■ Complete the following
• 1. Answer these questions using the unstable tachycardia scenario. Mark each answer with the letter of its question.
(a) In which unit does the healthcare provider work?
(b) What oxygenation reading does the patient show on room air?
(c) What does the rhythm check show?
• 2. Rewrite the stretch from "The patient is" through "pulse is present." in the unstable tachycardia scenario, swapping "hospital bed" for "stretcher".

■ Passage for review
::::::

ACLS or Advanced Cardiac Life Support is a set of clinical guidelines that are used to treat cardiac arrest and other life-threatening medical emergencies.

One of the most common arrhythmias that ACLS providers will encounter is unstable tachycardia.

In this blog post, we will discuss the most effective strategies for managing unstable tachycardia using the ACLS megacode.

Adult inpatient Unstable Tachycardia Megacode Scenario

The following is a scenario in which you would use the emergency department adult unstable tachycardia megacode:

You are a healthcare provider working in the cardiovascular intermediate care unit. You are caring for a post-motor vehicle trauma patient with a chest tube. The patient’s wife runs into the nurse’s station yelling that her husband needs help.

Demonstrate what you would do next upon arrival

Initial Impression

The patient is a 30-year-old male lying down in a hospital bed. He is anxious, pale, weak, and dizzy. He states his chest feels funny.

Primary Assessment Survey (A, B, C, D, E)

Airway: The airway is patent. The flow through the trachea is not impaired.

Breathing: Oxygenation is showing 96% on room air.

Circulation: Blood pressure is 84/60, heart rate is 160 bpm, the rhythm check shows narrow complex supraventricular tachycardia and the pulse is present.

::::::

■ Provided information
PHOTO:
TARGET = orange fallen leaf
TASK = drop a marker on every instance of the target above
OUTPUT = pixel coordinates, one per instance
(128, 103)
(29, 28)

::::::

■ Set of answers
• 1.
(a) The cardiovascular intermediate care unit.
(b) 96%.
(c) Narrow complex supraventricular tachycardia.

• 2.
The patient is a 30-year-old male lying down in a stretcher. He is anxious, pale, weak, and dizzy. He states his chest feels funny.

Primary Assessment Survey (A, B, C, D, E)

Airway: The airway is patent. The flow through the trachea is not impaired.

Breathing: Oxygenation is showing 96% on room air.

Circulation: Blood pressure is 84/60, heart rate is 160 bpm, the rhythm check shows narrow complex supraventricular tachycardia and the pulse is present.